### PROBLEM DESCRIPTION
Output, with no changes, the span of lines that opens with the line containing "In the photo above, where can the arched" and closes with the last line.

### PROVIDED RECORDS

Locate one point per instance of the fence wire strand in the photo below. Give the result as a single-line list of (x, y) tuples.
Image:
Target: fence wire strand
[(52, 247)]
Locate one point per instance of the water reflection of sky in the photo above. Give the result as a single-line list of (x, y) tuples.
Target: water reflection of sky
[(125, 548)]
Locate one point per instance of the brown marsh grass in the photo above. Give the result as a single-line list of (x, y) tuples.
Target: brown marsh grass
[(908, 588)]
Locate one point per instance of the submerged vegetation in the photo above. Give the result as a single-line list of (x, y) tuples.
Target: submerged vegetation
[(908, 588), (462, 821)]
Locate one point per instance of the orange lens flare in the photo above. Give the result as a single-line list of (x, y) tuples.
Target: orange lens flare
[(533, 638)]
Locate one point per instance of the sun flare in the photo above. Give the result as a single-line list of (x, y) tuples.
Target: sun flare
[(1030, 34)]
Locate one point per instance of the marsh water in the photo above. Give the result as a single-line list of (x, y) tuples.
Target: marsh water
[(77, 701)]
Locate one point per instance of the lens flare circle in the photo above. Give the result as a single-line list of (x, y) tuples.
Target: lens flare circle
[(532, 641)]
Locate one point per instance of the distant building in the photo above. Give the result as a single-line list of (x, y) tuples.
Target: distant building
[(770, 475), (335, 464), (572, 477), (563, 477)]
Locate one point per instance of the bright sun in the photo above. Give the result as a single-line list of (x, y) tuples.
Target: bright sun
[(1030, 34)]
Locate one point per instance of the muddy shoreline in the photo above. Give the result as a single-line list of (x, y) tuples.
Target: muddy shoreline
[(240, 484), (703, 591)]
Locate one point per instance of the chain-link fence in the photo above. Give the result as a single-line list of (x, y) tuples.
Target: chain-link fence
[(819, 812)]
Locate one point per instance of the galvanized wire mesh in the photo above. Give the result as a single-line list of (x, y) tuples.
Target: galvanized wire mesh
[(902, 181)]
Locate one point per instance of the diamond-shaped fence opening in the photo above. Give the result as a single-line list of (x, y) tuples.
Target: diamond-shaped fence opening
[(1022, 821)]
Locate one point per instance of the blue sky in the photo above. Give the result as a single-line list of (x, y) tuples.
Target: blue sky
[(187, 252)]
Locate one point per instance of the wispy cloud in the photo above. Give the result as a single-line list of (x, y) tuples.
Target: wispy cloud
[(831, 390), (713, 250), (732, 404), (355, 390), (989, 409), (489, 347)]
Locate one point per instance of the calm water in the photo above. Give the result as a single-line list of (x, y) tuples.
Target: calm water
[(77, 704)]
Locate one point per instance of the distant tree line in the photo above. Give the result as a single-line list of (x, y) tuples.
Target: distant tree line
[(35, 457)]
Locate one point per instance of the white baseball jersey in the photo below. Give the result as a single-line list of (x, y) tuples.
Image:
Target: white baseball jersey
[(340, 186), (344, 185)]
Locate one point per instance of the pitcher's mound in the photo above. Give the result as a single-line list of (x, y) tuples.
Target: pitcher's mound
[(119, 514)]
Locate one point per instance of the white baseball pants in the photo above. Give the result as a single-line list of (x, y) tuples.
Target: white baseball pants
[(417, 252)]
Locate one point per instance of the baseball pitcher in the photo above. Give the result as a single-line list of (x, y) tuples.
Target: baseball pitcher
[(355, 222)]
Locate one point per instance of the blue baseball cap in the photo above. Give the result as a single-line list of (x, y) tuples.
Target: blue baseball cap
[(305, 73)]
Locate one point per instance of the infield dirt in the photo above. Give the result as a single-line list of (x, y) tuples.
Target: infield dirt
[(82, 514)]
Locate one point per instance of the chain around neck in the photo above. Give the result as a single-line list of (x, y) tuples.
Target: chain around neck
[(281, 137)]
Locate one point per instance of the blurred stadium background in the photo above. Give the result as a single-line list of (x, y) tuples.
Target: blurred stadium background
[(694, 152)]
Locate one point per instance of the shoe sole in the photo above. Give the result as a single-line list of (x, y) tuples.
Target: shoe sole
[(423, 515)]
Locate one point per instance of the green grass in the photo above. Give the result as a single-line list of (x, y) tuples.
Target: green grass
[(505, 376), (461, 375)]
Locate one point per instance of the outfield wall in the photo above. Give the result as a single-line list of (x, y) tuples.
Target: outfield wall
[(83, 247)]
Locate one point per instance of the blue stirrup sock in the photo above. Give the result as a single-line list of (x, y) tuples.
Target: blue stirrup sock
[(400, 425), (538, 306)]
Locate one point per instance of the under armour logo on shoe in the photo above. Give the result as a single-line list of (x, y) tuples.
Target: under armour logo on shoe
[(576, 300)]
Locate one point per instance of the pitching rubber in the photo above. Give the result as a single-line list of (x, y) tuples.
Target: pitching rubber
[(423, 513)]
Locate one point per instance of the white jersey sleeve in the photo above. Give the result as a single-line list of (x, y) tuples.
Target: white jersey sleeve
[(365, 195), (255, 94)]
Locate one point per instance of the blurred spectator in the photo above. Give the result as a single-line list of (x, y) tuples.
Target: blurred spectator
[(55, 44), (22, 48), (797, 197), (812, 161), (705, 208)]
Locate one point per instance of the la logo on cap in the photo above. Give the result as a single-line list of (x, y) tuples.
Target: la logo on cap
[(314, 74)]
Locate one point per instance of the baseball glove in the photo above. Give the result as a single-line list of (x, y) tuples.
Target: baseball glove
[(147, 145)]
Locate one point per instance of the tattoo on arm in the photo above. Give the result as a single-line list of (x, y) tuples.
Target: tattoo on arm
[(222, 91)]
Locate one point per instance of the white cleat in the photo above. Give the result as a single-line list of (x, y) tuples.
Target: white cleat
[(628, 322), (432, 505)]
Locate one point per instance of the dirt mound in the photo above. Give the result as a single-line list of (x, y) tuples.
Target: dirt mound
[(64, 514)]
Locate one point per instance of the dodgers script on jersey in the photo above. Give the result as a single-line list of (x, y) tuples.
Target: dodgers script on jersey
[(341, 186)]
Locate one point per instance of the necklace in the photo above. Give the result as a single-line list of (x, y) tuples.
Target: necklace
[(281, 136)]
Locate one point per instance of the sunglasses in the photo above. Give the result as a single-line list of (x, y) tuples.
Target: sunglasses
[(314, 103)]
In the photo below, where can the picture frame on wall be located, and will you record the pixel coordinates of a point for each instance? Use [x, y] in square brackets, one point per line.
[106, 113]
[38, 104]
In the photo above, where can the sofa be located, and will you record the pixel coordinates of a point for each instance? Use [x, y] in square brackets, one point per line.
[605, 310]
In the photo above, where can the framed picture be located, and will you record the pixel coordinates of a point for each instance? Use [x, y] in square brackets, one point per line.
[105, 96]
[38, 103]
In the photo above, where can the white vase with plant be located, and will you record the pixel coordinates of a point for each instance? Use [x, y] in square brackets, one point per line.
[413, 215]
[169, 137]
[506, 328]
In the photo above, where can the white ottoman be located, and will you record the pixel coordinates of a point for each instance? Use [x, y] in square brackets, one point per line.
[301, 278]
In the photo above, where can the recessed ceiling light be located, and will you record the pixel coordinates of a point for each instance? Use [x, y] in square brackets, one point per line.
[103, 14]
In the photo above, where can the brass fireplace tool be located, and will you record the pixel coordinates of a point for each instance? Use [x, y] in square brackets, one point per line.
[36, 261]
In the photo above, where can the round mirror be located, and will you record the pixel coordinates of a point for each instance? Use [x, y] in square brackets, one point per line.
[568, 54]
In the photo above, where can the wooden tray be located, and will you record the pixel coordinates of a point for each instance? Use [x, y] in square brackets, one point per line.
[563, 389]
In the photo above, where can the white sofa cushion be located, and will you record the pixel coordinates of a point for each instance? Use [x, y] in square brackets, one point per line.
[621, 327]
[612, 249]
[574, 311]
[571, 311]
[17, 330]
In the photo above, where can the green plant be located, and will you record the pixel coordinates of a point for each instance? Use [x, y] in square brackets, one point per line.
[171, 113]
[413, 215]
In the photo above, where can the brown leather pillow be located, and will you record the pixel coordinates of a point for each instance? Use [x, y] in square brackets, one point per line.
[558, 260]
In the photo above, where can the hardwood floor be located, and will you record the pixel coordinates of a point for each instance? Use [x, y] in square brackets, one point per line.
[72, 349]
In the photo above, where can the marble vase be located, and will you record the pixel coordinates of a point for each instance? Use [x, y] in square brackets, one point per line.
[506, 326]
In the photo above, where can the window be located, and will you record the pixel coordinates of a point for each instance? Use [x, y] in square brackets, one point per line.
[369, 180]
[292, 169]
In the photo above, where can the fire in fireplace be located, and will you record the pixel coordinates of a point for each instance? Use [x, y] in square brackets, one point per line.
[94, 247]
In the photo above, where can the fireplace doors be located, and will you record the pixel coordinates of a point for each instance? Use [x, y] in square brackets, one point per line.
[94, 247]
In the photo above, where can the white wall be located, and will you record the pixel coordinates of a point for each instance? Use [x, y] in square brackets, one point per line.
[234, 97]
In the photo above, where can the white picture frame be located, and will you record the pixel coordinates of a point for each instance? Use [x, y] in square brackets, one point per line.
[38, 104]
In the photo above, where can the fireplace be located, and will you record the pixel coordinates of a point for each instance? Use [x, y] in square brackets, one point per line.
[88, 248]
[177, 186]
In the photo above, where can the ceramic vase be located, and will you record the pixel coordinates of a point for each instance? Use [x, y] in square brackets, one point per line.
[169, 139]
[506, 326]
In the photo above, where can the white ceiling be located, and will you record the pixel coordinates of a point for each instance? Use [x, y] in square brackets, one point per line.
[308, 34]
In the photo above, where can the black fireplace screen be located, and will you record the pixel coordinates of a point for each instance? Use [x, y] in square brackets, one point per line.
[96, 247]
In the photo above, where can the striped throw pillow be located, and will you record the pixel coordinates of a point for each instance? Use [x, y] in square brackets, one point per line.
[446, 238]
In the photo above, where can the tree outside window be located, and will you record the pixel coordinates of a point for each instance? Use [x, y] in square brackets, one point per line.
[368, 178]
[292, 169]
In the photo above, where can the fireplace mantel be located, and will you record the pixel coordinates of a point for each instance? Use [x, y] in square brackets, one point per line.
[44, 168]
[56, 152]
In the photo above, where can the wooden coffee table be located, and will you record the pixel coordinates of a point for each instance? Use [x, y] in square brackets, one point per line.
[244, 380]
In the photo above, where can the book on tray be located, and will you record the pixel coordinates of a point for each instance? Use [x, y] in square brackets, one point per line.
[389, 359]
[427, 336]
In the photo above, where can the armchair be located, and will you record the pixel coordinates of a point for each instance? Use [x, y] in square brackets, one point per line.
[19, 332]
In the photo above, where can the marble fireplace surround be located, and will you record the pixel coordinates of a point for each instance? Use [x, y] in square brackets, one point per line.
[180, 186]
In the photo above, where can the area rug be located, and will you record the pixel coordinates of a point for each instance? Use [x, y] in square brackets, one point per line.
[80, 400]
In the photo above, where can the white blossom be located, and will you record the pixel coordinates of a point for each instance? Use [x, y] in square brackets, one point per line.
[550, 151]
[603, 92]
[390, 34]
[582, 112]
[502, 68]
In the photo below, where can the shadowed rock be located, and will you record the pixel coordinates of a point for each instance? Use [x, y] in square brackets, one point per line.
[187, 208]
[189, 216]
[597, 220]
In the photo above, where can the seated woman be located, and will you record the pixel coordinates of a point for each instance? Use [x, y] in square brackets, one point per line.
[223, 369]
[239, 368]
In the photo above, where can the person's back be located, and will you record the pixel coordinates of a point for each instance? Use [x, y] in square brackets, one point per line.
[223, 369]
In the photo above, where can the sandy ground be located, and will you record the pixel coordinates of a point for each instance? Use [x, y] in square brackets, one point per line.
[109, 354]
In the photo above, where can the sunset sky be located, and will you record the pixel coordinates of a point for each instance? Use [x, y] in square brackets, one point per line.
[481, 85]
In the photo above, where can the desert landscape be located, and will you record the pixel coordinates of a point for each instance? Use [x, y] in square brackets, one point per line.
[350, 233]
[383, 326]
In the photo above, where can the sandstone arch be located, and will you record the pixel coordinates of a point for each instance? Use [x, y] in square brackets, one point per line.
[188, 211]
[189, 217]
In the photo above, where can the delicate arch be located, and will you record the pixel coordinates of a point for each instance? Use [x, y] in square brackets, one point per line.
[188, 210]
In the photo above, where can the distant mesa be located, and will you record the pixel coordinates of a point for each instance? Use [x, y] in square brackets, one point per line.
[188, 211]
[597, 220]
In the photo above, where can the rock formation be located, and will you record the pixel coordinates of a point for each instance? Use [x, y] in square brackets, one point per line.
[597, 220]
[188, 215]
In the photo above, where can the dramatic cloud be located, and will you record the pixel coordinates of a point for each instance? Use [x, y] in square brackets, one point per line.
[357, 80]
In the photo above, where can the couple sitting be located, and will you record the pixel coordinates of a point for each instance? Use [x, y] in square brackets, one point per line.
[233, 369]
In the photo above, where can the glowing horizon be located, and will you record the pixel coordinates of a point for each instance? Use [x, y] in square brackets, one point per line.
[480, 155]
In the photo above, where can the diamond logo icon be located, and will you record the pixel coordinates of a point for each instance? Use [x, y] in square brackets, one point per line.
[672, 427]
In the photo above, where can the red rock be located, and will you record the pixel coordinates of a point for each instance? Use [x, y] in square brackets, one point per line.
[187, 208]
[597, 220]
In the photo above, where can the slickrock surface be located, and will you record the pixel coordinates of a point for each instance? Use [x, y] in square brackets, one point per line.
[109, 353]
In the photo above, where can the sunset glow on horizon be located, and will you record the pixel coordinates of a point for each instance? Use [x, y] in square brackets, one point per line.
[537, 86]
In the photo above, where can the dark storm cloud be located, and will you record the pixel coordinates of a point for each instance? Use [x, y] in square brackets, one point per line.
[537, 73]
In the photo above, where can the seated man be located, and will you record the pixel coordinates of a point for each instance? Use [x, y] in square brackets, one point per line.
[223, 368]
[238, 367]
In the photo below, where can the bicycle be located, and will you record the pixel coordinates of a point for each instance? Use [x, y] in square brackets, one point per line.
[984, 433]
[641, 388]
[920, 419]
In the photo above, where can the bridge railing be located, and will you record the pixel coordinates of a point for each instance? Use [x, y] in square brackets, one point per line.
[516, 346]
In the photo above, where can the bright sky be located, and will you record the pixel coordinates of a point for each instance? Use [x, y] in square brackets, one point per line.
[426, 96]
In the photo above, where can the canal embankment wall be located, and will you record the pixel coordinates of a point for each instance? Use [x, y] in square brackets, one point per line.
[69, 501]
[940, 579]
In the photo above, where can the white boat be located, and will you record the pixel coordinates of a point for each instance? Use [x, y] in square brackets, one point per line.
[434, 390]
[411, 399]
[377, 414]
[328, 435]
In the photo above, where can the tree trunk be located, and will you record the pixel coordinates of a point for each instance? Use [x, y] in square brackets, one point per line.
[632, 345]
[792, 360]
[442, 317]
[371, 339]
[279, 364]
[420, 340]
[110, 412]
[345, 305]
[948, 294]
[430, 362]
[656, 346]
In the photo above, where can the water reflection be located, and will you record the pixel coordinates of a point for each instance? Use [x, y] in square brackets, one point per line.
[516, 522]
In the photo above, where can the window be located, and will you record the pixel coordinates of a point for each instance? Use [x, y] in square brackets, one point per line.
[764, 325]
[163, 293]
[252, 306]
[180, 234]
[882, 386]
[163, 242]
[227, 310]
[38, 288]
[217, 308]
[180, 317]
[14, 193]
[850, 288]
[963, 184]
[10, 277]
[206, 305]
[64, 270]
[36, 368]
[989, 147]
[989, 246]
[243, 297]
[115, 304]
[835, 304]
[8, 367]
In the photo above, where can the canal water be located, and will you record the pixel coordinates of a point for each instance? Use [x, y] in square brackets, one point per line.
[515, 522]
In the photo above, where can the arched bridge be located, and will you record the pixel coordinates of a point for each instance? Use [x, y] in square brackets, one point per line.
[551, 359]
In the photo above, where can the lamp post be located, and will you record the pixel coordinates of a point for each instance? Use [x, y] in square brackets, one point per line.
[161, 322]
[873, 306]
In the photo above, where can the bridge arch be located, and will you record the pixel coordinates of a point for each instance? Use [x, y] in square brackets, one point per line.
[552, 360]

### RESULT OF THE EXERCISE
In the photo above, where can the arched bridge be located, and will you record the pixel coordinates of a point for each instance? Use [x, y] in square brackets, one point per line.
[551, 359]
In the photo above, where can the lamp post be located, and will you record the pixel coordinates of a point for each instance? Use [x, y] in square brackets, one point per line.
[161, 322]
[873, 306]
In the photo above, where can the bridge arch be located, and will you record the pixel coordinates of a point for each instance? Use [x, y] in square brackets, one point per line.
[552, 360]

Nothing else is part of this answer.